Look through the records below and copy each line that includes the word "baby".

Data items
──────────────────────────────

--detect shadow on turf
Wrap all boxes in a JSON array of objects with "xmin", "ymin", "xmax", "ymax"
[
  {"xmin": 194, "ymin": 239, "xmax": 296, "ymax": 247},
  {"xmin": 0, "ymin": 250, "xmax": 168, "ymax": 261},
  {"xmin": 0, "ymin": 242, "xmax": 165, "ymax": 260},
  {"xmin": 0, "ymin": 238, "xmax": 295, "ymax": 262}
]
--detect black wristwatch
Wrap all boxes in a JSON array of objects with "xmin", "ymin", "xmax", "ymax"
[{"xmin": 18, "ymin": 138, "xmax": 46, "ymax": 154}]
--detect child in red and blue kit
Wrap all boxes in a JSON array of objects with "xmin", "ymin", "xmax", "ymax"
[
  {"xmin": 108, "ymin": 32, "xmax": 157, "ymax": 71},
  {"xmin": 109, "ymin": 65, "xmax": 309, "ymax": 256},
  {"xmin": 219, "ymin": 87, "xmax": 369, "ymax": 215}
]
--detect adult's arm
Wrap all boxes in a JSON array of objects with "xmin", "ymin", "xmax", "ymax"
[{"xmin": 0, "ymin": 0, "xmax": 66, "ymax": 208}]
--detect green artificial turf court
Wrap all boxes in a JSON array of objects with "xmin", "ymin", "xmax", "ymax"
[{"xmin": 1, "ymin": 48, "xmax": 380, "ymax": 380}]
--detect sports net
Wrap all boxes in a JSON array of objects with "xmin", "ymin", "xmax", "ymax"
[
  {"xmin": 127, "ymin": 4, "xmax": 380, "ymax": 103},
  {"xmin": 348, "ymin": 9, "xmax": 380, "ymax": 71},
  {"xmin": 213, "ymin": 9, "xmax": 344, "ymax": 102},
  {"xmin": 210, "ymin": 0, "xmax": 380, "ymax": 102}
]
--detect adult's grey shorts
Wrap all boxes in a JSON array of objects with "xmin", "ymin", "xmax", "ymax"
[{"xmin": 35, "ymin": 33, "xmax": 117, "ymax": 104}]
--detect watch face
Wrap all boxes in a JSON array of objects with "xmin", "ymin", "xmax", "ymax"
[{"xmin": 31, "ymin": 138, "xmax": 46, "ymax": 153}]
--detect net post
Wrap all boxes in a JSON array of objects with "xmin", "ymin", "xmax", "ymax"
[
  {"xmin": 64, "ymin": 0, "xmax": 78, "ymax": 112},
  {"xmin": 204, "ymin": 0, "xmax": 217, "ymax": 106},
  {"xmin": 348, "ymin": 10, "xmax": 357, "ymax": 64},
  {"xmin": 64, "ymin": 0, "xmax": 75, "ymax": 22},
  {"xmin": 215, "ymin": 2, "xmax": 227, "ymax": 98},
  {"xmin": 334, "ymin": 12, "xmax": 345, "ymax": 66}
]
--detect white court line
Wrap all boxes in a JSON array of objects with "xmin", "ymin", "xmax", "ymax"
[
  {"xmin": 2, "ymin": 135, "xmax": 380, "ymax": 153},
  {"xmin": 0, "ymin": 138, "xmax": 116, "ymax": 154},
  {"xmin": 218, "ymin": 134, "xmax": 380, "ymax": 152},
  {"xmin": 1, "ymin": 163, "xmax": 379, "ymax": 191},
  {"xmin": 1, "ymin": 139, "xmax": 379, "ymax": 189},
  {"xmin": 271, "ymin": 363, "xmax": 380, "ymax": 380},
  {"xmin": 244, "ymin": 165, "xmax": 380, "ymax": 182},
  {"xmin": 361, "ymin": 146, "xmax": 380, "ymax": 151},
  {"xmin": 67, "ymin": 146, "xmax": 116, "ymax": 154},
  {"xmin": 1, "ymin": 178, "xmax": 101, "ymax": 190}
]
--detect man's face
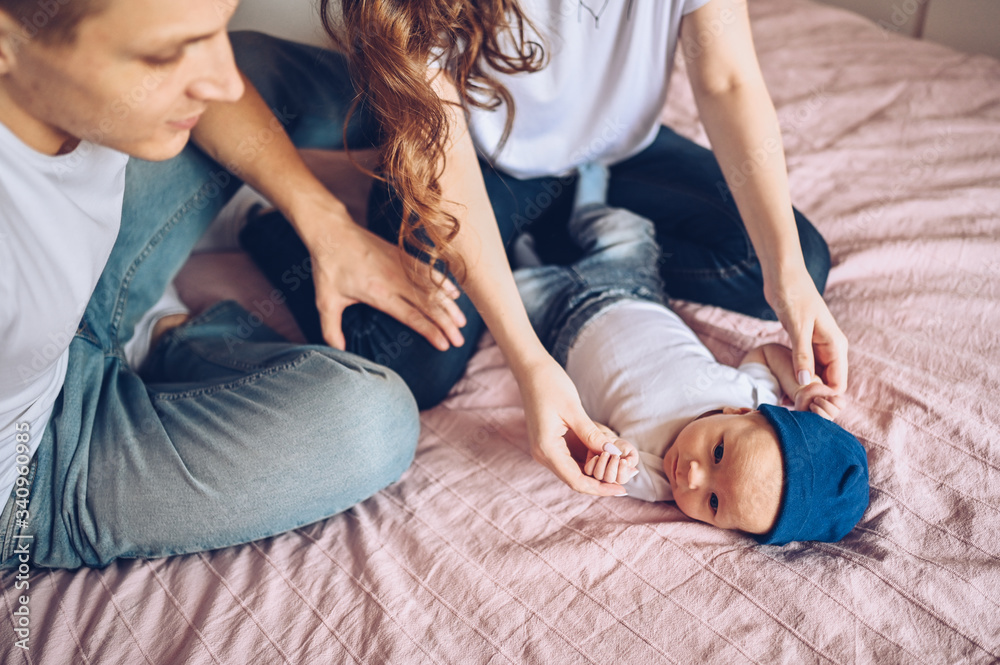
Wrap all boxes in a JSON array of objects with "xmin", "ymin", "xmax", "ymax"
[
  {"xmin": 663, "ymin": 407, "xmax": 784, "ymax": 534},
  {"xmin": 0, "ymin": 0, "xmax": 244, "ymax": 158}
]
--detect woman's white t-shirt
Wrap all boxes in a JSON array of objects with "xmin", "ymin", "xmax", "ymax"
[
  {"xmin": 0, "ymin": 122, "xmax": 128, "ymax": 502},
  {"xmin": 466, "ymin": 0, "xmax": 713, "ymax": 179}
]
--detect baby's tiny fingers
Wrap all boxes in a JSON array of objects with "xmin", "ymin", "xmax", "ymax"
[
  {"xmin": 616, "ymin": 458, "xmax": 634, "ymax": 485},
  {"xmin": 593, "ymin": 452, "xmax": 610, "ymax": 480},
  {"xmin": 604, "ymin": 455, "xmax": 621, "ymax": 483},
  {"xmin": 815, "ymin": 397, "xmax": 840, "ymax": 417},
  {"xmin": 583, "ymin": 454, "xmax": 598, "ymax": 477},
  {"xmin": 809, "ymin": 402, "xmax": 833, "ymax": 421}
]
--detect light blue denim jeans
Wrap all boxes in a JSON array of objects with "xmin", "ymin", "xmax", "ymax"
[
  {"xmin": 0, "ymin": 32, "xmax": 419, "ymax": 569},
  {"xmin": 514, "ymin": 204, "xmax": 667, "ymax": 366}
]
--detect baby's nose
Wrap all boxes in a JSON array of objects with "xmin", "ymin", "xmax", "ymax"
[{"xmin": 687, "ymin": 460, "xmax": 706, "ymax": 490}]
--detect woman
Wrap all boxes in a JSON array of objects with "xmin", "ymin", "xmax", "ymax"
[{"xmin": 233, "ymin": 0, "xmax": 847, "ymax": 496}]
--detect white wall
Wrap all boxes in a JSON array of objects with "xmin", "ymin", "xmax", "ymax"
[
  {"xmin": 228, "ymin": 0, "xmax": 330, "ymax": 47},
  {"xmin": 817, "ymin": 0, "xmax": 1000, "ymax": 60},
  {"xmin": 923, "ymin": 0, "xmax": 1000, "ymax": 60}
]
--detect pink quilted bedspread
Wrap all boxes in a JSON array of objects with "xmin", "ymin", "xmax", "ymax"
[{"xmin": 4, "ymin": 0, "xmax": 999, "ymax": 662}]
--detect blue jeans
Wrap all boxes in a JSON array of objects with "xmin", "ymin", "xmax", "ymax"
[
  {"xmin": 0, "ymin": 31, "xmax": 420, "ymax": 570},
  {"xmin": 515, "ymin": 204, "xmax": 666, "ymax": 365},
  {"xmin": 485, "ymin": 126, "xmax": 831, "ymax": 321}
]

──────────────────────────────

- _Written response_
--detect baby's tiny fingers
--detect baby's nose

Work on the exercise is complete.